[WHAT THE TASK REQUIRES]
Please copy the entries starting with the line containing "Find the window frame;" and going on through the line containing "pixel 137 385", changing "arched doorway" to "stone archway" and leaving everything else unchanged.

[EXERCISE MATERIALS]
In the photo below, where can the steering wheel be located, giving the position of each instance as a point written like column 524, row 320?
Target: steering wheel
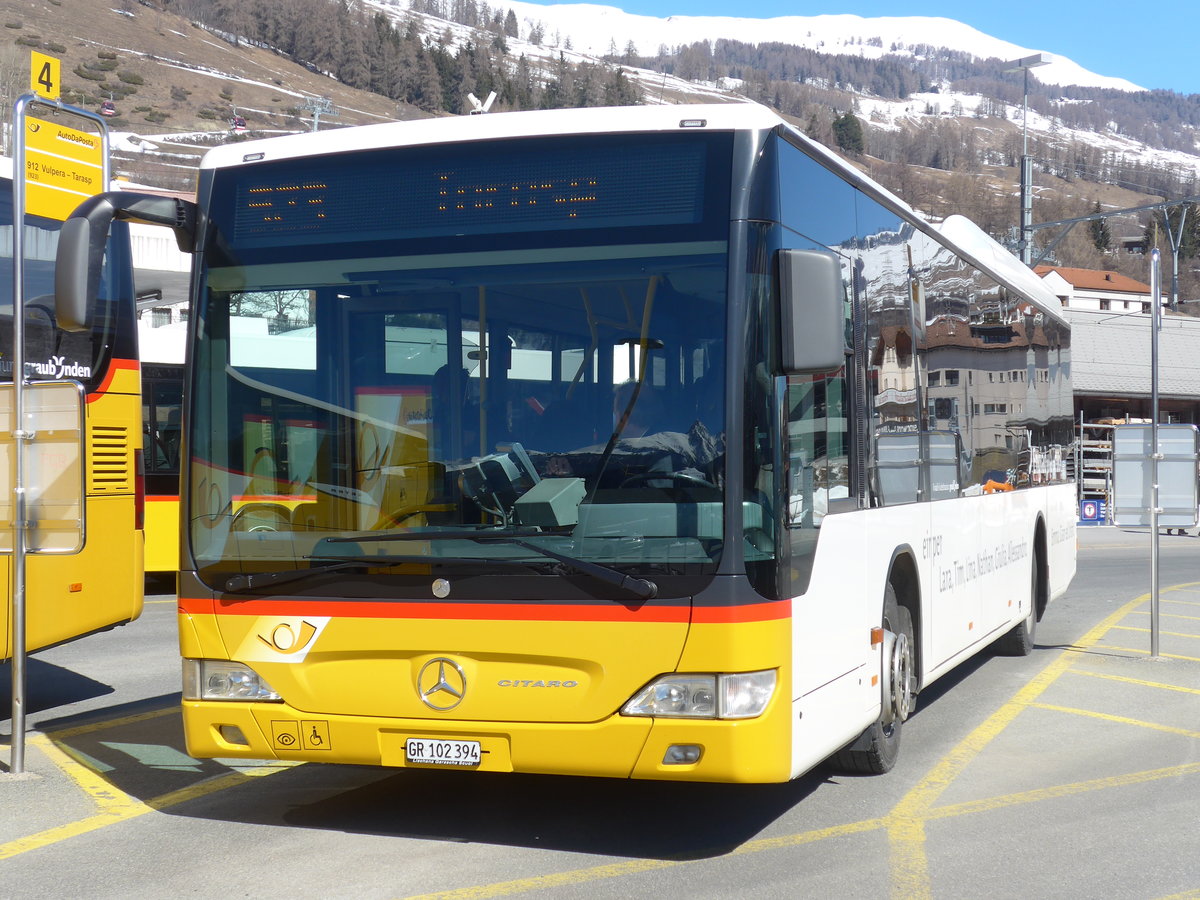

...

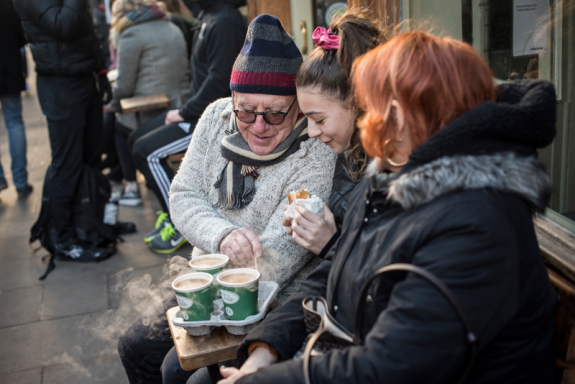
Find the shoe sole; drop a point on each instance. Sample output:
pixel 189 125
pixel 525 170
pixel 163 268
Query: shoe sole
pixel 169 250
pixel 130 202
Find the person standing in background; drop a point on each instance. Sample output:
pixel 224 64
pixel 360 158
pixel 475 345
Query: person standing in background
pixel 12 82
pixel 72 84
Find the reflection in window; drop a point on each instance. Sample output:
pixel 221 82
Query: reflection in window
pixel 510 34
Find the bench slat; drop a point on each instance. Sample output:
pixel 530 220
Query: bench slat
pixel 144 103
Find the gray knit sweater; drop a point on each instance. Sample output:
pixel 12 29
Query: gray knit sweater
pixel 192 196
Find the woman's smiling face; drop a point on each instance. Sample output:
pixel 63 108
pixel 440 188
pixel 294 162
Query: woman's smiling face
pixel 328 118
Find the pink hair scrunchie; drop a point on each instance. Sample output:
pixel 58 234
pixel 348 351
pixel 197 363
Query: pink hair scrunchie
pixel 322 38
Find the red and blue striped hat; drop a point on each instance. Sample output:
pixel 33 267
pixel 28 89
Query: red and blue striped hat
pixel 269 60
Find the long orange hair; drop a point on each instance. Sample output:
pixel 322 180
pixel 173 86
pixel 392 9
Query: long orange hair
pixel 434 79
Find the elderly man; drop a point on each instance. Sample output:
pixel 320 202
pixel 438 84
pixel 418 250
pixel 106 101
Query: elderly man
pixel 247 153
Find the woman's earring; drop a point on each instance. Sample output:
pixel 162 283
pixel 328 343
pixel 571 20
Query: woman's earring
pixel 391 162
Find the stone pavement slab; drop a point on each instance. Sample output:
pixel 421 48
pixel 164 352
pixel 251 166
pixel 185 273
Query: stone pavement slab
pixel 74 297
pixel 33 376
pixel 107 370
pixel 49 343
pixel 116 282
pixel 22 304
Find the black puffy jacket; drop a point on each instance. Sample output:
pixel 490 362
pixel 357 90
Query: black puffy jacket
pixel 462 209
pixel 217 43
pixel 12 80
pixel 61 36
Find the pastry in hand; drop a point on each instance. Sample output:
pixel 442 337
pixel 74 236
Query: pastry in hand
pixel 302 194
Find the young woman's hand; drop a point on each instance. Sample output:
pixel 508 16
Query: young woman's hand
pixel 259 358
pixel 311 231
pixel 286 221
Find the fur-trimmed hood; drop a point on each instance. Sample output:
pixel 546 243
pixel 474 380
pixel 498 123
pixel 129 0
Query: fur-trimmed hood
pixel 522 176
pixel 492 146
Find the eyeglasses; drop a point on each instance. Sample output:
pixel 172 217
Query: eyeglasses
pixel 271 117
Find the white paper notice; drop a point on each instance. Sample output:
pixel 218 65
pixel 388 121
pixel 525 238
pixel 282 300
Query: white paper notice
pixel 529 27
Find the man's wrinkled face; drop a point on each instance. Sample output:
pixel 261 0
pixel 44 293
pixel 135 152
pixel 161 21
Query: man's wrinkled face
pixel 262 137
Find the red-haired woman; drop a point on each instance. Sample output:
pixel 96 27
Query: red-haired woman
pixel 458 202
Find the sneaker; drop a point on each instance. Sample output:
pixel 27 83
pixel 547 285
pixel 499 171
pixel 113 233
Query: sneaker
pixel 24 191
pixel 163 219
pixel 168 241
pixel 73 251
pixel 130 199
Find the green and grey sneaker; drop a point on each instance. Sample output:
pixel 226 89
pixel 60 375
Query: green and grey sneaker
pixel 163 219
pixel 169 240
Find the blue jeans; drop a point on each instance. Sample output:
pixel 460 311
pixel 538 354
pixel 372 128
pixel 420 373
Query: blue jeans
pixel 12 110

--

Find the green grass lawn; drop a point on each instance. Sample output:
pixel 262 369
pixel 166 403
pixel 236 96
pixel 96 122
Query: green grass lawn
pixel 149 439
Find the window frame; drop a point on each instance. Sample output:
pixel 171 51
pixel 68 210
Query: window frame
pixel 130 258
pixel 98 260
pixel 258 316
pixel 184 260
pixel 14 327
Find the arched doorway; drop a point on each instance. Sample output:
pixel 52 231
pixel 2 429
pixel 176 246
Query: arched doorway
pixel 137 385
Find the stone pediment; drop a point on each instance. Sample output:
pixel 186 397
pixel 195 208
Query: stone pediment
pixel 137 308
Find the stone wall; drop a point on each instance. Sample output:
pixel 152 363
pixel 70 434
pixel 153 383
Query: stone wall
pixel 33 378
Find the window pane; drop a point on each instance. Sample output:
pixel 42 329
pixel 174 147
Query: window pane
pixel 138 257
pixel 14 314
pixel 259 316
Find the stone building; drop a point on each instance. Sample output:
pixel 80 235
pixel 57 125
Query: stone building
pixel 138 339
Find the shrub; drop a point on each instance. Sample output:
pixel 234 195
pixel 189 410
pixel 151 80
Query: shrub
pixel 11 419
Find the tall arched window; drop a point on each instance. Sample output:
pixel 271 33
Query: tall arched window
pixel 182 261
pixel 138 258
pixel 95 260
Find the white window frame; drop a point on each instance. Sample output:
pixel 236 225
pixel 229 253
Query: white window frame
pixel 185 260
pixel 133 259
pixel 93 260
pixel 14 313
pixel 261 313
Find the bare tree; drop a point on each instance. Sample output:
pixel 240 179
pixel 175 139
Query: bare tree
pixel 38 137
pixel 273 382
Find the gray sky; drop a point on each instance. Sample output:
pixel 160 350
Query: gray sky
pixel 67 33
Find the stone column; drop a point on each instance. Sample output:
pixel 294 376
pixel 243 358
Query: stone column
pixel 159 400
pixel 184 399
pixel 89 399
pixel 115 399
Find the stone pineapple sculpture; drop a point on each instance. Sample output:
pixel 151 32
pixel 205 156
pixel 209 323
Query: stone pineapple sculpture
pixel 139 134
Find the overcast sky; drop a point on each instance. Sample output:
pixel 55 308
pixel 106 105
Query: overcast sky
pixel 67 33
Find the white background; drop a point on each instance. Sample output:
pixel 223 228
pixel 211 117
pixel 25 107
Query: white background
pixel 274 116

[SOLUTION BELOW]
Find the window frame; drop a point on each instance. Sample output:
pixel 171 51
pixel 68 210
Query: window frame
pixel 130 258
pixel 98 260
pixel 258 316
pixel 184 260
pixel 14 327
Find the stone archway; drop a point on each instance. Sample output:
pixel 52 231
pixel 2 429
pixel 176 246
Query: stone archway
pixel 137 385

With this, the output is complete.